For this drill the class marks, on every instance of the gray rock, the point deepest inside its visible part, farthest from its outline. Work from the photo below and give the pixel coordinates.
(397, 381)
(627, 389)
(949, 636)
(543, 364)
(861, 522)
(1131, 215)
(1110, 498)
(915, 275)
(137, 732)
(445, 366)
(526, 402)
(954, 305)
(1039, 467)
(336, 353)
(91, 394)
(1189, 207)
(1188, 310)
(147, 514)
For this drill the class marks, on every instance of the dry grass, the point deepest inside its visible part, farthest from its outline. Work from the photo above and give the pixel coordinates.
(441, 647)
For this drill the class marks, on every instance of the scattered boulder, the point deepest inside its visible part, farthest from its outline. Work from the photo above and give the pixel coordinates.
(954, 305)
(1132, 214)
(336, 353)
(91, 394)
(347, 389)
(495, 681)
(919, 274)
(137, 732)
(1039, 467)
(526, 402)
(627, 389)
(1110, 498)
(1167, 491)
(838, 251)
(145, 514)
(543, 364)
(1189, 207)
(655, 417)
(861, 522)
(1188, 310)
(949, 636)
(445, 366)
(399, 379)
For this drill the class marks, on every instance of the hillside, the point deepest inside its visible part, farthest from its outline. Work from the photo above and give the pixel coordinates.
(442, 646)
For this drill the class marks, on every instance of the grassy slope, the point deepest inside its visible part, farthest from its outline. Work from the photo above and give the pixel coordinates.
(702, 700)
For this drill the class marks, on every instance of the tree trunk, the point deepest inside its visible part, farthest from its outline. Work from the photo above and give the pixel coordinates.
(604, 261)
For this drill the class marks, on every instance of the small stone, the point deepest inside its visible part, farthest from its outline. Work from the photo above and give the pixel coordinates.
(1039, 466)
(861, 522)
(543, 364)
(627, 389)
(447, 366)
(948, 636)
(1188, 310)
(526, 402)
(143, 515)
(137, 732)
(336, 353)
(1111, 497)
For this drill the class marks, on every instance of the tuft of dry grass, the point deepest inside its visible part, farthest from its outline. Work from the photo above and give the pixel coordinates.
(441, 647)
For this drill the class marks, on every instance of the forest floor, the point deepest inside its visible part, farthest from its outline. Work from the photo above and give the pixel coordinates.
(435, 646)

-------

### Task item
Would you reproduce all the entries exactly?

### Solution
For this drill the class marks, on every instance of the gray rock, the point deepest inside its visible part, farthest from its outline. Work from the photo below and give the pixel coordinates.
(397, 381)
(627, 389)
(949, 636)
(543, 364)
(861, 522)
(1131, 215)
(1110, 498)
(915, 275)
(137, 732)
(445, 366)
(526, 402)
(954, 305)
(1039, 467)
(336, 353)
(91, 394)
(1189, 207)
(1188, 310)
(147, 514)
For this drill the class marks, on every instance of the dry grass, the point deepest inside its visible part, farthest from its outline. Work from the photo above and give the pixel coordinates.
(441, 647)
For this drill the class marks, on every instance of the scattered boulder, the point deepest inside its visible part, farthest from its outline. Work from the photo above and give the pixel coordinates.
(954, 305)
(1132, 214)
(336, 353)
(91, 394)
(347, 389)
(495, 681)
(919, 274)
(137, 732)
(1039, 467)
(526, 402)
(627, 389)
(1110, 498)
(1167, 491)
(838, 251)
(145, 514)
(543, 364)
(1189, 207)
(655, 417)
(861, 522)
(1188, 310)
(949, 636)
(445, 366)
(399, 379)
For this drill the class marks, on every instance of the hillside, the point deepest inside its visible part, farthest from its outline. Work from the photo above and give the pixel coordinates.
(442, 646)
For this drill the class marks, on every instance of the grassy slope, the point deepest inside its visible part, farthest from its outline. Work from the photo above and give the pixel coordinates.
(702, 700)
For this drill the class marks, on every instance of the tree trunk, the point deepest inside its visible part, farthest from its outline. Work from the photo above and give the pixel coordinates.
(604, 261)
For this drill the class marks, on every instance of the small stone, the point deepest inside its visible part, farthest from its outline. Work from the photo above and give the pixel coordinates.
(1039, 466)
(861, 522)
(543, 364)
(627, 389)
(447, 366)
(948, 636)
(1188, 310)
(526, 402)
(143, 515)
(137, 732)
(336, 353)
(1111, 497)
For this drill the class marks, on every instance of the tuft of dry grass, the point deepest inside its visible part, farthest from its outline. Work from the photo above and give the pixel coordinates.
(441, 647)
For this drill the class marks, on every instance of the forest floor, the point deepest inside its visible part, farthest from its outline. Work from the photo above and give the pixel coordinates.
(435, 646)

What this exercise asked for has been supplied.